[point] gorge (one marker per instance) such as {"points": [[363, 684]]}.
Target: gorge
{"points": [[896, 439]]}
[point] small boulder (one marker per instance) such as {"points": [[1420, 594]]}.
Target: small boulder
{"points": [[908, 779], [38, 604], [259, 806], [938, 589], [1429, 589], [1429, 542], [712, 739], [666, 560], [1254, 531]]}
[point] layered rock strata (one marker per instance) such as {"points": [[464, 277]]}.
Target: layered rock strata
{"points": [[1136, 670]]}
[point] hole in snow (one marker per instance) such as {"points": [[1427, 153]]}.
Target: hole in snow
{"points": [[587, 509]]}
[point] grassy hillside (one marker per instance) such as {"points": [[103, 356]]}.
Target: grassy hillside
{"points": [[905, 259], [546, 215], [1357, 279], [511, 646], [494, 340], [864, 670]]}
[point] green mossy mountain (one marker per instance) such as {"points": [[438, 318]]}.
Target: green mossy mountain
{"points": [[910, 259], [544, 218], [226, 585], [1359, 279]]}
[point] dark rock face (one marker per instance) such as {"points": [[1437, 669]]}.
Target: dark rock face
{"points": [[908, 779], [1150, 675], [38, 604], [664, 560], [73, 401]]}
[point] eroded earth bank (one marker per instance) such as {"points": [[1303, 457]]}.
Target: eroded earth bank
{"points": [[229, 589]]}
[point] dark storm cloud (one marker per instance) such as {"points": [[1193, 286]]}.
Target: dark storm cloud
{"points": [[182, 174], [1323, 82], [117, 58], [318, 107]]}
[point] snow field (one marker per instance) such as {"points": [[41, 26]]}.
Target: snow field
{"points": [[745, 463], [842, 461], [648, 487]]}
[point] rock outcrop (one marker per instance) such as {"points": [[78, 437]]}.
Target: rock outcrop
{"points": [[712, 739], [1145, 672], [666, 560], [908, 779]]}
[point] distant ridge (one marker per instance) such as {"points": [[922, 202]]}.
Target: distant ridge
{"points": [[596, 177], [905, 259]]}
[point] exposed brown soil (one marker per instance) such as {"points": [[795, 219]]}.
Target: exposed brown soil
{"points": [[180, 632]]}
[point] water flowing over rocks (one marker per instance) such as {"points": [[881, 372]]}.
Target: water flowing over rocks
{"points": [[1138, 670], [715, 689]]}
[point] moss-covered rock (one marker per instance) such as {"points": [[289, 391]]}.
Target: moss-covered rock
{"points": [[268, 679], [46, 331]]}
+ + + +
- **What the exercise asks**
Lay out everything from the line containing "[point] distant ridge" down to the end of the rows, that line included, as a JSON list of strings with one string per line and no blank lines.

- **Task response**
[
  "[point] distant ridge (one marker per instance) such as {\"points\": [[922, 202]]}.",
  "Target: distant ridge",
  "{\"points\": [[596, 177], [905, 259]]}",
  "[point] exposed brown soil (one marker per instance) such as {\"points\": [[795, 219]]}.",
  "Target: exposed brown soil",
  "{\"points\": [[180, 632]]}",
  "[point] water flowing over rocks (one marker per instance) such as {\"points\": [[881, 372]]}.",
  "Target: water flowing over rocks",
  "{\"points\": [[1138, 670], [715, 689]]}",
  "[point] moss-covered rock (one marker per instance) such as {\"points\": [[289, 391]]}.",
  "Target: moss-covered rock",
  "{\"points\": [[268, 679], [46, 331]]}"
]